Text excerpt
# Show that the first order differential equation (x + 1)y'-3y= (x+1)^5 is of the linear type. Hence solve for y given that y = 1.5 when x = 0

First order differential equations
Show that the first order differential equation $$(x + 1)y'-3y= (x+1)^5$$ is of the linear type.

Written instruction 1
Count the lines of the records that contain the string "fork", and reply with the number alone.

[Pointing dataset records]

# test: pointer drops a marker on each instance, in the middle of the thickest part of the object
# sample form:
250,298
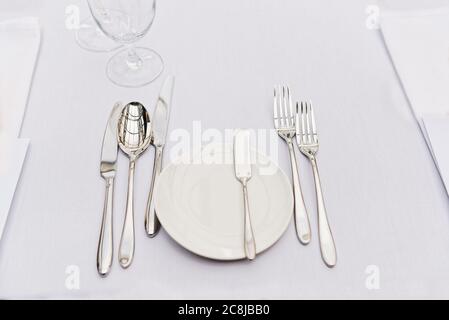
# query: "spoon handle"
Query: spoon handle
151,222
126,251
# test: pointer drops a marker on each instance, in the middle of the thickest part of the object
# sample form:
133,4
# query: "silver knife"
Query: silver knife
108,168
160,124
242,165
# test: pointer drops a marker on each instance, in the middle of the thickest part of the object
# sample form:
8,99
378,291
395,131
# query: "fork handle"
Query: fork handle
105,244
327,244
301,217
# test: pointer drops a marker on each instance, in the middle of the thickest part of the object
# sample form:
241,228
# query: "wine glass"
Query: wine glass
126,21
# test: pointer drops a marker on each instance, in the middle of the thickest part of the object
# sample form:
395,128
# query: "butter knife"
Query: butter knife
242,166
160,124
108,168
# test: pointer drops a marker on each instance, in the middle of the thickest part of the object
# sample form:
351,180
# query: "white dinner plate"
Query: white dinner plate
201,205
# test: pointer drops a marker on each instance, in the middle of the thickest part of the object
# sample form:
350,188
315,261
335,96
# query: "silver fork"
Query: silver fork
284,122
307,140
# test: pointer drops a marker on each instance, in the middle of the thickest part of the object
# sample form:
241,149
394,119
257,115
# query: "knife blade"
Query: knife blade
108,168
160,125
242,166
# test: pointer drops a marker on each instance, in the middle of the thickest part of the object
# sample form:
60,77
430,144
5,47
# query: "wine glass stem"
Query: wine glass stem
133,60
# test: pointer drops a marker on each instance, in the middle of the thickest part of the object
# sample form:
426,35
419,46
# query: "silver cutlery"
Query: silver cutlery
160,124
242,164
108,168
134,136
307,140
284,122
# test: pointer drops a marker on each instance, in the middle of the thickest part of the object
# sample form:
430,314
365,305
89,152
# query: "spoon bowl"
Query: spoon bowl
134,137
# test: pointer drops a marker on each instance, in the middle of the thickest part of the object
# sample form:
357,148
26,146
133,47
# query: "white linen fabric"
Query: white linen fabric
19,41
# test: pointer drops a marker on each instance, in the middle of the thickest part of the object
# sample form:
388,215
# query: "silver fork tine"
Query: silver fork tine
312,117
275,110
297,122
308,134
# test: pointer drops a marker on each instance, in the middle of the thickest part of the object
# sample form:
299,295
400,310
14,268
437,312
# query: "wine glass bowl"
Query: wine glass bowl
126,22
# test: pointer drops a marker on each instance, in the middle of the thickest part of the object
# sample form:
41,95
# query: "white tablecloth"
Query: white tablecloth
386,203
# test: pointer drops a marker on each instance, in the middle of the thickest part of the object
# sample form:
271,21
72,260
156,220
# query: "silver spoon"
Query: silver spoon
134,136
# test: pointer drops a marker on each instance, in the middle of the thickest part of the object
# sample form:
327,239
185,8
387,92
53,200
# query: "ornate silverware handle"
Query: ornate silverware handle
152,225
327,244
126,252
105,244
250,243
301,216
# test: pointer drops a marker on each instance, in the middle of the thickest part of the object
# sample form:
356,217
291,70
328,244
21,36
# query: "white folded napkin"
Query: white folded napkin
19,47
418,42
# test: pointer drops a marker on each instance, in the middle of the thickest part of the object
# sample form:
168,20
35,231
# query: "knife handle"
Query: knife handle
105,244
126,251
250,243
327,243
152,224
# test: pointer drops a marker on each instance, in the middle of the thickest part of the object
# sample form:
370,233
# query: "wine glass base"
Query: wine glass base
91,38
120,72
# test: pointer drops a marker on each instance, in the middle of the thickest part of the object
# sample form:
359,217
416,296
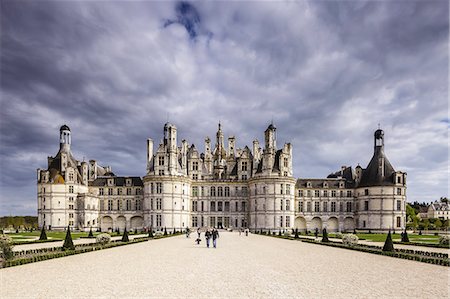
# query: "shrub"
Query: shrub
388,245
350,239
444,240
68,243
43,235
103,239
325,236
125,236
6,246
91,235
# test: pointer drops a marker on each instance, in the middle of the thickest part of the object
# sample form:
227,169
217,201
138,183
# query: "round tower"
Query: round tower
64,138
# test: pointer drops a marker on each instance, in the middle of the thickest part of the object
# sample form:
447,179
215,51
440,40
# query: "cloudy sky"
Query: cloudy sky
326,72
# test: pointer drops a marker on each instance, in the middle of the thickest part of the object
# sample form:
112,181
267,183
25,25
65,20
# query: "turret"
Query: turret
64,138
271,138
149,154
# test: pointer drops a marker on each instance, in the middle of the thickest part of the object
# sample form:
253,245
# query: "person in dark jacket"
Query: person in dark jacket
207,236
215,236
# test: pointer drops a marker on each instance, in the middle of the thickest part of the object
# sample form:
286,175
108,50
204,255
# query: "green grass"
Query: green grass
56,235
429,239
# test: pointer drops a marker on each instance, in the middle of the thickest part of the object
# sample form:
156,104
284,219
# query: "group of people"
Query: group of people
209,234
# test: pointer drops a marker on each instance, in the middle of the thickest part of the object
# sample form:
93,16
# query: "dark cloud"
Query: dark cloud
326,72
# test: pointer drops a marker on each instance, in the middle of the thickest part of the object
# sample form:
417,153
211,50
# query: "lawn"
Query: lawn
56,235
430,239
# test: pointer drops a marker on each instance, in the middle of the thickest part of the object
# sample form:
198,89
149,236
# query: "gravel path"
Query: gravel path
253,266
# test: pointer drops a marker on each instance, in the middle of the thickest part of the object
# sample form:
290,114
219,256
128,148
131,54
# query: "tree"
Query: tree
325,235
438,223
68,243
150,233
91,234
125,236
388,245
43,235
405,238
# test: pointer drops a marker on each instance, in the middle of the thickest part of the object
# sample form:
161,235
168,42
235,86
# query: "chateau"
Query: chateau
222,187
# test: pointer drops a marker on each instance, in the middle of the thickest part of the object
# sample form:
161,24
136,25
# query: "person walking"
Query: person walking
207,236
215,236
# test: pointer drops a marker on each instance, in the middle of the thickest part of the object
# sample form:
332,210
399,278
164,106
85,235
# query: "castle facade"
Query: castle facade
223,187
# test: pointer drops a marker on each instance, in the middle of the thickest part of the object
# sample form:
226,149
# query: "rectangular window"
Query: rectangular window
333,206
349,206
158,203
158,188
227,191
138,205
316,206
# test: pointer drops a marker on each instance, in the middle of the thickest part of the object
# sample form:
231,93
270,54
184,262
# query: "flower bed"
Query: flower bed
42,254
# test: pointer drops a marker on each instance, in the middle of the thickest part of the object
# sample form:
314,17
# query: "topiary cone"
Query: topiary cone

Written instruction 2
Reproduce the differential equation text from "# Show that" up to and including "(x+1)^5$$ is of the linear type.".

Exercise solution 1
6

Exercise solution 2
# Show that the first order differential equation (x + 1)y'-3y= (x+1)^5 is of the linear type. Hence solve for y given that y = 1.5 when x = 0

First order differential equations
Show that the first order differential equation $$(x + 1)y'-3y= (x+1)^5$$ is of the linear type.